Pan Łukasz Dziel odwołuje się w swoim tekście do futbolu amerykańskiego. Jest to sytuacja o tyle kuriozalna, że mówimy o konkurencji w postaci organizacji, której organ prowadzący (Polski Związek Futbolu Amerykańskiego) nie widnieje na liście ministerstwa sportu, wobec czego ktoś uszczypliwy mógłby powiedzieć że jest to „wymysł” istniejący na równi z organizowanym kilka razy do roku po marką pewnego napoju energetycznego "zjazdem na byle czym".
Smutna i bolesna prawda jest taka, że mimo iż sport ten nie posiada unormowanej sytuacji prawnej, znacząco prześciga polskie rugby w dynamice rozwoju. Bez ministerialnych środków na reprezentacje i szkolenie młodzieży, ale za to pasją i zaangażowaniem wielu ludzi. Różnica bierze się właśnie z pokładów pasji młodych ludzi, którzy w całości tworzą grupę zajmującą się w Polsce futbolem.
Problem klubów rugby to moim zdaniem niestety działacze (albo jeszcze gorzej - ich brak), postrzegający sport w ramach, które wyczerpały się kilkanaście lat temu. Jeśli jest rzeczywiście tak, że w klubach za wszystko odpowiadają trenerzy, trzeba zapomnieć o jakiejkolwiek profesjonalizacji działań. Aktualnie mamy tu do czynienia z całkowitą stagnacją i brakiem perspektyw rozwoju.

* FRAGMENT DANYCH
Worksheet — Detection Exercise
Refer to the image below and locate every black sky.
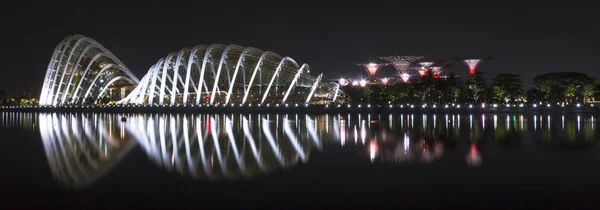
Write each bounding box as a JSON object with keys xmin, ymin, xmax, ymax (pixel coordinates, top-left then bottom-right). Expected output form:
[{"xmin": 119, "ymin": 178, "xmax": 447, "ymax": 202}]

* OPIS ZADANIA
Proszę powielić cały powyższy tekst o futbolu amerykańskim i polskim rugby, nie zmieniając w nim ani słowa.

* WYNIK ZADANIA
Pan Łukasz Dziel odwołuje się w swoim tekście do futbolu amerykańskiego. Jest to sytuacja o tyle kuriozalna, że mówimy o konkurencji w postaci organizacji, której organ prowadzący (Polski Związek Futbolu Amerykańskiego) nie widnieje na liście ministerstwa sportu, wobec czego ktoś uszczypliwy mógłby powiedzieć że jest to „wymysł” istniejący na równi z organizowanym kilka razy do roku po marką pewnego napoju energetycznego "zjazdem na byle czym".
Smutna i bolesna prawda jest taka, że mimo iż sport ten nie posiada unormowanej sytuacji prawnej, znacząco prześciga polskie rugby w dynamice rozwoju. Bez ministerialnych środków na reprezentacje i szkolenie młodzieży, ale za to pasją i zaangażowaniem wielu ludzi. Różnica bierze się właśnie z pokładów pasji młodych ludzi, którzy w całości tworzą grupę zajmującą się w Polsce futbolem.
Problem klubów rugby to moim zdaniem niestety działacze (albo jeszcze gorzej - ich brak), postrzegający sport w ramach, które wyczerpały się kilkanaście lat temu. Jeśli jest rzeczywiście tak, że w klubach za wszystko odpowiadają trenerzy, trzeba zapomnieć o jakiejkolwiek profesjonalizacji działań. Aktualnie mamy tu do czynienia z całkowitą stagnacją i brakiem perspektyw rozwoju.